**Passage to read:**
Story telling and skill development

Story telling is another skill development tool which teachers or parents can use effectively. Active learning and creativity are at the core of storytelling. It is about enabling children and young people to become good listeners, storytellers and storymakers. Storytelling is fun and stimulates the imagination.

Storytelling is engaging and motivates children to learn, as well as stimulating an interest and skills in writing and reading. Using stories of increasing complexity and length from a range of story genres encourages progressive learning through and between levels.

Storytelling and storymaking help teachers to meet the Listening and talking experiences and outcomes of Literacy across learning, Literacy and English and Health and Wellbeing across learning. They can also be used as tools for supporting learning in numeracy, science and other areas, and can lead to cross-curricular and inter-departmental collaborations.

Many storytellers, educators and researchers advocate that storytelling can contribute significantly to early literacy development.

**Material supplied:**

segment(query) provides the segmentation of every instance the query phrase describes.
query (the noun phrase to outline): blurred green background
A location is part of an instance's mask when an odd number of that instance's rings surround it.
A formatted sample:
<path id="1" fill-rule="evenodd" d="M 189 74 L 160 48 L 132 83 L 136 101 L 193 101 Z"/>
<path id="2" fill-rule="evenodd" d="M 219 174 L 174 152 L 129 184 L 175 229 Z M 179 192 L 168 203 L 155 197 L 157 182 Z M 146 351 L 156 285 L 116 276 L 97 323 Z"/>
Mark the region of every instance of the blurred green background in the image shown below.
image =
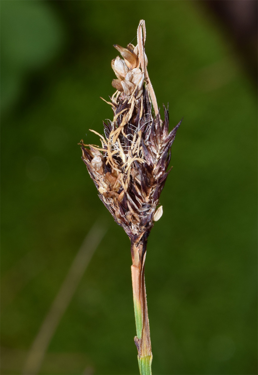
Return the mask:
<path id="1" fill-rule="evenodd" d="M 25 371 L 99 218 L 39 373 L 138 374 L 129 240 L 77 144 L 112 117 L 112 45 L 141 18 L 158 103 L 184 116 L 146 264 L 153 373 L 257 374 L 256 82 L 207 2 L 1 2 L 2 374 Z"/>

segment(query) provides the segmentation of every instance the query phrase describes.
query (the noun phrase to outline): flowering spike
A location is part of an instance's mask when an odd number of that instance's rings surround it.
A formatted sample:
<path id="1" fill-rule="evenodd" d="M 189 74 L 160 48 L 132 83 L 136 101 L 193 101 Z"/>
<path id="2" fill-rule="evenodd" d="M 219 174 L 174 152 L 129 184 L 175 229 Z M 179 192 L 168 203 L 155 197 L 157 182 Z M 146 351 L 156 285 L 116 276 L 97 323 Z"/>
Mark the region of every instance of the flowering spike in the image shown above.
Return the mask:
<path id="1" fill-rule="evenodd" d="M 135 342 L 141 373 L 146 363 L 149 370 L 144 374 L 150 374 L 152 355 L 144 279 L 147 240 L 162 214 L 162 206 L 156 208 L 169 172 L 171 146 L 182 120 L 169 133 L 168 108 L 164 107 L 164 121 L 161 118 L 147 69 L 146 38 L 141 20 L 136 46 L 114 45 L 124 60 L 117 57 L 111 62 L 117 78 L 112 85 L 117 91 L 107 102 L 114 118 L 104 123 L 105 137 L 98 134 L 101 146 L 84 145 L 83 141 L 81 144 L 82 160 L 99 198 L 131 241 Z"/>

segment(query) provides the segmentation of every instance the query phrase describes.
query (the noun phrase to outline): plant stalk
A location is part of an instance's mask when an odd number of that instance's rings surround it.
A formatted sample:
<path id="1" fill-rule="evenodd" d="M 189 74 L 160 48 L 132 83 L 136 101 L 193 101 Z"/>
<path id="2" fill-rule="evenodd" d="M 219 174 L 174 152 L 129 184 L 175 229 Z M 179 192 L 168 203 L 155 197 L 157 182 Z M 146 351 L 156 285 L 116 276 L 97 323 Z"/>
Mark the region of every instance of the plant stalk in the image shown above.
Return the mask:
<path id="1" fill-rule="evenodd" d="M 132 280 L 136 336 L 134 342 L 138 351 L 141 375 L 151 375 L 152 353 L 144 279 L 147 237 L 131 239 Z"/>

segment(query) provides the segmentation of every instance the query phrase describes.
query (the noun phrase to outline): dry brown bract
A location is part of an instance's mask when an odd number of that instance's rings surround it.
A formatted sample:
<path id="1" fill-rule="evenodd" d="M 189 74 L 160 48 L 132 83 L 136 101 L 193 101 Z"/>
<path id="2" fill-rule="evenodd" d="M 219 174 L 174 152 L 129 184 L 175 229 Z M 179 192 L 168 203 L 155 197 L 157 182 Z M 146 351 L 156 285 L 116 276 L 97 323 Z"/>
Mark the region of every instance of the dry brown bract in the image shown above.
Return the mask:
<path id="1" fill-rule="evenodd" d="M 124 59 L 117 56 L 111 62 L 117 77 L 112 82 L 117 91 L 107 102 L 114 111 L 113 121 L 104 123 L 105 138 L 91 130 L 100 137 L 102 147 L 82 142 L 82 158 L 99 198 L 131 240 L 138 241 L 153 225 L 168 174 L 170 148 L 181 123 L 169 133 L 165 107 L 161 120 L 147 69 L 145 38 L 142 20 L 136 47 L 114 45 Z"/>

**Exercise requirements:** Copy out the storytelling passage above word for word, from its title to its last line.

**Result of the task:**
Story telling and skill development

Story telling is another skill development tool which teachers or parents can use effectively. Active learning and creativity are at the core of storytelling. It is about enabling children and young people to become good listeners, storytellers and storymakers. Storytelling is fun and stimulates the imagination.

Storytelling is engaging and motivates children to learn, as well as stimulating an interest and skills in writing and reading. Using stories of increasing complexity and length from a range of story genres encourages progressive learning through and between levels.

Storytelling and storymaking help teachers to meet the Listening and talking experiences and outcomes of Literacy across learning, Literacy and English and Health and Wellbeing across learning. They can also be used as tools for supporting learning in numeracy, science and other areas, and can lead to cross-curricular and inter-departmental collaborations.

Many storytellers, educators and researchers advocate that storytelling can contribute significantly to early literacy development.